— Exercise requirements —
**A.** Answer these questions on the essay excerpt, marking each answer (i), (ii), (iii) to match:
(i) In what year did the writer graduate with a master's in social psychology?
(ii) Offers worth more than what amount did the writer turn down?
(iii) At which school did the writer study in England?
**B.** Render the part of the records that opens with their first line and closes with the line containing "579 194 L 638", both ends included, as a numbered list without blank lines. Leave the pictures out.

— Selected extract —
........
It may surprise you to learn that I’m actually a person.
In 1998, when news of my affair with Bill Clinton broke, I was arguably the most humiliated person in the world. Thanks to the Drudge Report, I was also possibly the first person whose global humiliation was driven by the Internet.
For several years I tried my hand in the fashion-accessory business and became involved in various media projects, including the HBO documentary. Then I lay low for the most part. (The last major interview I granted was 10 years ago.) After all, not lying low had exposed me to criticism for trying to “capitalize” on my “notoriety.” Apparently, others talking about me is O.K.; me speaking out for myself is not. I turned down offers that would have earned me more than $10 million, because they didn’t feel like the right thing to do. Over time, the media circus quieted down, but it never quite moved on, even as I attempted to move on.
Meanwhile, I watched my friends’ lives move forward. Marriages. Kids. Degrees. (Second marriages. More kids. More degrees.) I decided to turn over a new leaf and attend grad school.
I moved to England to study, to challenge myself, to escape scrutiny, and to reimagine my identity. My professors and fellow students at the London School of Economics were wonderful—welcoming and respectful. I had more anonymity in London, perhaps due to the fact that I spent most of my waking hours in class or buried in the library. In 2006, I graduated with a master’s in social psychology. My master’s thesis examined social bias in the courtroom and was titled “In Search of the Impartial Juror: An Exploration of Pretrial Publicity and the Third Person Effect.” I liked to joke that I was trading the blue dress for blue stockings, and the degree provided new scaffolding to hang my life experiences on. It would also prove, so I hoped, to be a gateway to a more normal life.
I moved between London, Los Angeles, New York, and Portland, Oregon, interviewing for a variety of jobs that fell under the umbrella of “creative communication” and “branding,” with an emphasis on charity campaigns. Yet, because of what potential employers so tactfully referred to as my “history,” I was never “quite right” for the position. In some cases, I was right for all the wrong reasons, as in “Of course, your job would require you to attend our events.” And, of course, these would be events at which press would be in attendance.
........
— Contour labeling records —

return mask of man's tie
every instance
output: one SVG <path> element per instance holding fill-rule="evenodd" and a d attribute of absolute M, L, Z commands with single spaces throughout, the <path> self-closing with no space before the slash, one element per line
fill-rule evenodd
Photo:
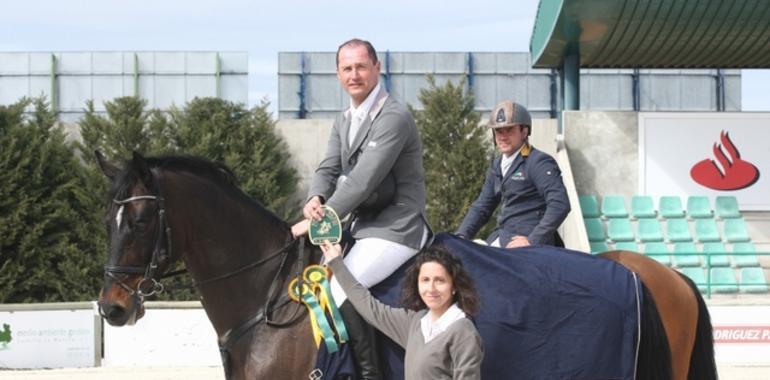
<path fill-rule="evenodd" d="M 358 117 L 358 115 L 351 114 L 350 115 L 350 130 L 348 130 L 348 146 L 353 147 L 353 140 L 356 139 L 356 134 L 358 134 L 358 128 L 361 127 L 361 119 Z"/>

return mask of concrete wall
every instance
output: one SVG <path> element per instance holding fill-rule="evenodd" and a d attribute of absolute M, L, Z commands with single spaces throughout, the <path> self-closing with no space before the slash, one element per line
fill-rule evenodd
<path fill-rule="evenodd" d="M 579 194 L 638 192 L 636 112 L 564 112 L 564 142 Z"/>

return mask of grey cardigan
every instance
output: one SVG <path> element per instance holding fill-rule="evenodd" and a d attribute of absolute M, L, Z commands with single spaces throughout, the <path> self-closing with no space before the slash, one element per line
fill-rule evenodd
<path fill-rule="evenodd" d="M 348 299 L 369 324 L 406 350 L 405 380 L 480 379 L 484 348 L 476 327 L 468 318 L 425 343 L 420 319 L 427 309 L 412 311 L 385 305 L 350 274 L 341 258 L 328 263 Z"/>

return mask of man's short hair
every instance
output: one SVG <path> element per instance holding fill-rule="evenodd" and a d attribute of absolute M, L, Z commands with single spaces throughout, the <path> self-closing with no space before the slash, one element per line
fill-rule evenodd
<path fill-rule="evenodd" d="M 337 60 L 337 67 L 340 65 L 340 51 L 344 47 L 356 47 L 356 46 L 365 46 L 366 52 L 369 54 L 369 59 L 372 60 L 372 64 L 377 64 L 377 51 L 374 50 L 374 46 L 372 46 L 371 42 L 366 40 L 361 40 L 358 38 L 353 38 L 351 40 L 347 40 L 340 45 L 340 47 L 337 48 L 337 56 L 335 59 Z"/>

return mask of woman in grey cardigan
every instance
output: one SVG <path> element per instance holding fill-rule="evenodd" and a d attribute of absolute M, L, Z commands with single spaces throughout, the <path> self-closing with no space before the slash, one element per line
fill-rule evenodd
<path fill-rule="evenodd" d="M 478 311 L 478 295 L 457 258 L 442 247 L 419 254 L 404 278 L 402 309 L 379 302 L 356 281 L 338 244 L 321 249 L 356 310 L 406 350 L 406 380 L 481 378 L 484 349 L 468 318 Z"/>

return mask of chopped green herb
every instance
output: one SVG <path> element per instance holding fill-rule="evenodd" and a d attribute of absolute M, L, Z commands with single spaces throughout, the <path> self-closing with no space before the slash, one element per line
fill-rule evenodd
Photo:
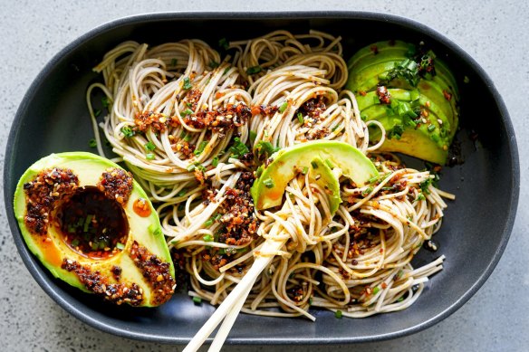
<path fill-rule="evenodd" d="M 303 119 L 303 115 L 301 112 L 298 112 L 298 121 L 300 121 L 301 124 L 303 124 L 305 122 L 305 120 Z"/>
<path fill-rule="evenodd" d="M 279 107 L 279 112 L 281 113 L 284 112 L 286 108 L 288 108 L 288 101 L 284 101 L 283 104 L 281 104 L 281 106 Z"/>
<path fill-rule="evenodd" d="M 266 178 L 264 181 L 263 181 L 263 184 L 266 186 L 266 188 L 274 188 L 274 180 L 270 177 Z"/>
<path fill-rule="evenodd" d="M 255 149 L 257 149 L 258 157 L 264 156 L 266 158 L 268 158 L 281 148 L 274 147 L 270 142 L 260 140 L 259 143 L 255 145 Z"/>
<path fill-rule="evenodd" d="M 220 46 L 224 50 L 227 50 L 227 48 L 229 48 L 229 43 L 226 38 L 221 38 L 218 41 L 218 46 Z"/>
<path fill-rule="evenodd" d="M 257 133 L 255 131 L 250 131 L 250 142 L 254 143 L 257 138 Z"/>
<path fill-rule="evenodd" d="M 370 195 L 371 192 L 373 192 L 373 187 L 367 187 L 366 189 L 364 189 L 361 193 L 362 196 L 366 196 L 368 195 Z"/>
<path fill-rule="evenodd" d="M 253 66 L 250 67 L 246 70 L 246 74 L 255 74 L 255 73 L 259 73 L 261 71 L 263 71 L 263 68 L 259 65 L 257 66 Z"/>
<path fill-rule="evenodd" d="M 206 146 L 207 146 L 207 143 L 208 142 L 207 140 L 203 140 L 202 142 L 200 142 L 200 144 L 195 149 L 195 151 L 193 152 L 193 154 L 195 154 L 197 157 L 198 157 L 200 154 L 202 154 L 202 152 L 206 148 Z"/>
<path fill-rule="evenodd" d="M 230 147 L 229 151 L 232 153 L 230 157 L 236 157 L 237 159 L 245 154 L 250 152 L 246 145 L 241 142 L 241 138 L 238 137 L 234 138 L 234 144 Z"/>
<path fill-rule="evenodd" d="M 193 85 L 191 84 L 191 81 L 189 80 L 189 77 L 186 77 L 184 79 L 184 85 L 182 86 L 182 88 L 185 90 L 190 90 L 191 88 L 193 88 Z"/>
<path fill-rule="evenodd" d="M 145 148 L 149 151 L 153 151 L 156 149 L 156 146 L 152 142 L 147 142 L 145 143 Z"/>

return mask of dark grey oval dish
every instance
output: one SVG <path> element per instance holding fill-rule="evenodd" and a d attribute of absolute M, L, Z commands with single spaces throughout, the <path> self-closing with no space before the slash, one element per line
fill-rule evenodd
<path fill-rule="evenodd" d="M 215 46 L 221 37 L 250 38 L 276 29 L 300 33 L 316 29 L 341 35 L 346 60 L 357 49 L 379 40 L 427 43 L 447 62 L 460 87 L 461 129 L 457 139 L 465 163 L 443 170 L 441 188 L 457 198 L 449 202 L 443 227 L 436 235 L 439 250 L 435 253 L 423 250 L 413 262 L 425 263 L 445 254 L 445 269 L 431 278 L 412 307 L 363 319 L 337 319 L 332 312 L 314 309 L 316 322 L 242 314 L 227 343 L 351 343 L 405 336 L 447 318 L 488 278 L 504 252 L 515 220 L 518 153 L 500 95 L 483 69 L 457 45 L 417 22 L 381 14 L 154 14 L 105 24 L 64 48 L 36 77 L 13 123 L 4 170 L 9 224 L 28 270 L 66 311 L 92 327 L 122 337 L 186 343 L 215 309 L 208 304 L 193 304 L 186 292 L 176 294 L 157 309 L 111 306 L 54 280 L 25 246 L 13 214 L 16 182 L 32 163 L 50 153 L 90 150 L 88 140 L 92 132 L 85 90 L 99 80 L 91 68 L 107 51 L 126 40 L 157 44 L 201 38 Z M 416 164 L 420 167 L 420 163 Z"/>

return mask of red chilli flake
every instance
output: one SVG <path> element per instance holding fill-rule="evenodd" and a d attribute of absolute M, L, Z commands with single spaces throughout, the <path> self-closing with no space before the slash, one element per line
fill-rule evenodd
<path fill-rule="evenodd" d="M 81 283 L 97 296 L 115 304 L 127 302 L 139 306 L 143 301 L 143 291 L 137 283 L 127 286 L 122 283 L 110 283 L 109 279 L 100 271 L 92 271 L 89 265 L 82 266 L 75 261 L 64 259 L 61 268 L 73 271 Z"/>
<path fill-rule="evenodd" d="M 127 204 L 132 192 L 132 174 L 118 167 L 107 169 L 97 184 L 100 191 L 103 192 L 108 198 L 115 199 L 121 205 Z"/>
<path fill-rule="evenodd" d="M 136 241 L 130 248 L 130 259 L 152 288 L 151 303 L 159 305 L 168 300 L 175 291 L 175 279 L 170 274 L 169 263 L 162 262 Z"/>
<path fill-rule="evenodd" d="M 390 104 L 391 102 L 390 100 L 390 98 L 391 98 L 391 96 L 390 95 L 390 92 L 388 91 L 388 88 L 386 88 L 386 86 L 377 87 L 377 95 L 379 96 L 379 100 L 380 101 L 380 104 Z"/>
<path fill-rule="evenodd" d="M 35 178 L 24 184 L 26 195 L 24 223 L 29 231 L 46 234 L 50 213 L 56 202 L 72 194 L 79 186 L 79 178 L 70 169 L 54 167 L 41 171 Z"/>

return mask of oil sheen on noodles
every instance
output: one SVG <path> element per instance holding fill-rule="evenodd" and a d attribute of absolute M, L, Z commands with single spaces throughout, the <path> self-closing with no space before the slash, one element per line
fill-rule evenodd
<path fill-rule="evenodd" d="M 428 171 L 370 146 L 343 90 L 340 39 L 276 31 L 223 41 L 219 51 L 197 39 L 152 48 L 125 42 L 94 68 L 104 81 L 87 92 L 99 153 L 101 128 L 158 205 L 190 296 L 222 302 L 270 236 L 285 245 L 268 253 L 277 255 L 245 313 L 314 319 L 311 306 L 352 318 L 400 310 L 442 269 L 443 255 L 420 268 L 410 262 L 441 225 L 442 197 L 453 195 L 435 188 Z M 109 101 L 99 128 L 94 90 Z M 369 153 L 380 177 L 358 186 L 341 180 L 343 203 L 332 219 L 324 190 L 301 174 L 280 209 L 256 212 L 249 186 L 259 161 L 249 153 L 322 138 Z"/>

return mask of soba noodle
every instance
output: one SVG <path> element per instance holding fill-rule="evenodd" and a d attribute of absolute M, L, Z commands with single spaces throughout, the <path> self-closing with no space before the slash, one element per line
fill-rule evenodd
<path fill-rule="evenodd" d="M 267 253 L 276 256 L 244 312 L 314 319 L 311 306 L 353 318 L 399 310 L 442 269 L 442 255 L 420 268 L 410 262 L 441 225 L 442 197 L 453 196 L 431 185 L 429 172 L 376 154 L 383 139 L 369 144 L 354 95 L 343 89 L 340 40 L 276 31 L 225 43 L 224 56 L 200 40 L 125 42 L 94 68 L 103 83 L 88 89 L 87 102 L 98 151 L 104 156 L 94 90 L 110 102 L 99 127 L 158 205 L 175 261 L 190 276 L 189 295 L 222 302 L 271 236 L 285 245 Z M 281 208 L 255 211 L 248 152 L 313 139 L 370 153 L 380 176 L 358 186 L 341 177 L 343 203 L 332 217 L 325 191 L 301 174 Z"/>

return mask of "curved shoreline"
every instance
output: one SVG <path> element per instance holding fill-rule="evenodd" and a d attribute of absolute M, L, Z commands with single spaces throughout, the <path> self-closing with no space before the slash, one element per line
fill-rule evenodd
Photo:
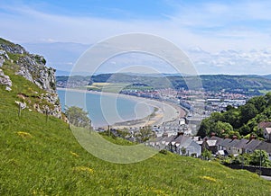
<path fill-rule="evenodd" d="M 140 128 L 145 126 L 154 126 L 154 125 L 159 126 L 162 125 L 164 122 L 176 120 L 179 118 L 183 118 L 186 115 L 186 111 L 181 106 L 164 101 L 158 101 L 158 100 L 147 99 L 144 97 L 136 97 L 136 96 L 121 94 L 87 91 L 82 89 L 57 88 L 57 90 L 121 97 L 125 99 L 133 100 L 136 102 L 143 102 L 145 104 L 148 104 L 154 108 L 154 112 L 146 117 L 141 119 L 134 119 L 123 122 L 116 122 L 113 125 L 110 125 L 115 129 L 123 129 L 127 127 Z"/>

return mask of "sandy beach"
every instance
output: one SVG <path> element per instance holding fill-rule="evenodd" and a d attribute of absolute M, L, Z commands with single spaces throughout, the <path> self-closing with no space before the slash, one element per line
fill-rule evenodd
<path fill-rule="evenodd" d="M 154 108 L 154 111 L 149 116 L 146 116 L 143 119 L 135 119 L 124 122 L 117 122 L 114 125 L 111 125 L 115 129 L 124 129 L 124 128 L 140 128 L 145 126 L 159 126 L 164 122 L 173 121 L 179 118 L 185 116 L 186 111 L 181 108 L 181 106 L 163 101 L 157 101 L 153 99 L 147 99 L 143 97 L 131 96 L 121 94 L 114 93 L 105 93 L 105 92 L 96 92 L 96 91 L 87 91 L 80 89 L 66 89 L 66 88 L 58 88 L 58 90 L 72 91 L 85 94 L 96 94 L 107 96 L 114 96 L 116 98 L 122 97 L 125 99 L 134 100 L 136 102 L 141 104 L 150 105 Z"/>

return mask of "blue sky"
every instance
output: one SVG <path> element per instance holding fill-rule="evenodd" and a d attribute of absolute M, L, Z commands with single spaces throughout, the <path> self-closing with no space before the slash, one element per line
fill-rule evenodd
<path fill-rule="evenodd" d="M 184 49 L 249 52 L 271 46 L 270 10 L 271 1 L 261 0 L 1 0 L 0 37 L 23 44 L 90 45 L 122 33 L 145 32 Z"/>

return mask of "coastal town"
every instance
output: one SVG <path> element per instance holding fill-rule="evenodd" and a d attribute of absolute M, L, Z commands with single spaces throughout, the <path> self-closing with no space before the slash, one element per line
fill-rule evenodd
<path fill-rule="evenodd" d="M 169 105 L 181 108 L 182 111 L 176 111 L 177 115 L 173 120 L 165 120 L 160 124 L 138 126 L 136 120 L 134 126 L 129 126 L 126 122 L 110 126 L 110 132 L 116 137 L 121 137 L 133 142 L 144 142 L 146 146 L 158 150 L 167 150 L 181 156 L 193 157 L 203 157 L 202 153 L 207 150 L 213 157 L 238 156 L 243 154 L 252 154 L 256 150 L 263 150 L 267 153 L 268 159 L 271 160 L 271 122 L 261 122 L 258 129 L 264 130 L 265 140 L 258 140 L 253 135 L 249 138 L 220 138 L 212 133 L 201 138 L 197 135 L 201 121 L 210 117 L 214 111 L 223 112 L 227 107 L 238 108 L 245 105 L 251 97 L 242 94 L 196 92 L 173 89 L 163 89 L 155 91 L 124 91 L 124 94 L 143 97 L 151 100 L 164 102 Z M 201 96 L 201 101 L 204 103 L 202 110 L 195 107 L 197 102 L 195 97 Z M 202 97 L 204 97 L 202 99 Z M 131 120 L 133 121 L 133 120 Z M 130 122 L 131 122 L 130 121 Z M 126 134 L 118 131 L 119 125 L 126 125 L 125 131 Z M 124 128 L 124 127 L 122 127 Z M 148 140 L 142 139 L 142 130 Z M 106 129 L 99 129 L 106 131 Z M 139 138 L 139 139 L 138 139 Z"/>

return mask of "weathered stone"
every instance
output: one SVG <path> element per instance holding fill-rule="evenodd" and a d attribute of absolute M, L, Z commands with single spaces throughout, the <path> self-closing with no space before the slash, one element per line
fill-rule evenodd
<path fill-rule="evenodd" d="M 11 87 L 13 83 L 8 76 L 5 75 L 3 70 L 0 69 L 0 85 Z"/>
<path fill-rule="evenodd" d="M 20 54 L 19 58 L 16 60 L 10 59 L 8 53 Z M 0 44 L 0 67 L 5 59 L 19 66 L 19 71 L 15 73 L 16 75 L 23 76 L 25 79 L 34 83 L 41 89 L 48 92 L 47 94 L 41 94 L 39 99 L 46 100 L 50 107 L 46 104 L 44 105 L 44 103 L 42 105 L 35 103 L 33 105 L 35 111 L 41 113 L 48 112 L 50 115 L 61 118 L 61 105 L 56 93 L 55 69 L 45 67 L 45 58 L 40 55 L 29 54 L 20 45 L 6 41 Z M 0 69 L 0 85 L 6 85 L 7 90 L 9 90 L 12 86 L 12 82 L 1 71 L 2 69 Z"/>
........
— Answers per task —
**A.**
(i) 2006
(ii) $10 million
(iii) The London School of Economics

**B.**
1. return mask of man's tie
2. every instance
3. output: one SVG <path> element per instance holding fill-rule="evenodd" and a d attribute of absolute M, L, Z commands with single spaces throughout, the <path> self-closing with no space before the slash, one element per line
4. fill-rule evenodd
5. Photo:
6. <path fill-rule="evenodd" d="M 358 117 L 358 115 L 351 114 L 350 115 L 350 130 L 348 130 L 348 146 L 353 147 L 353 140 L 356 139 L 356 134 L 358 134 L 358 128 L 361 127 L 361 119 Z"/>
7. return mask of concrete wall
8. every instance
9. output: one SVG <path> element per instance holding fill-rule="evenodd" and a d attribute of absolute M, L, Z commands with single spaces throughout, the <path> self-closing with no space before the slash, one element per line
10. fill-rule evenodd
11. <path fill-rule="evenodd" d="M 579 194 L 638 192 L 636 112 L 564 112 L 564 142 Z"/>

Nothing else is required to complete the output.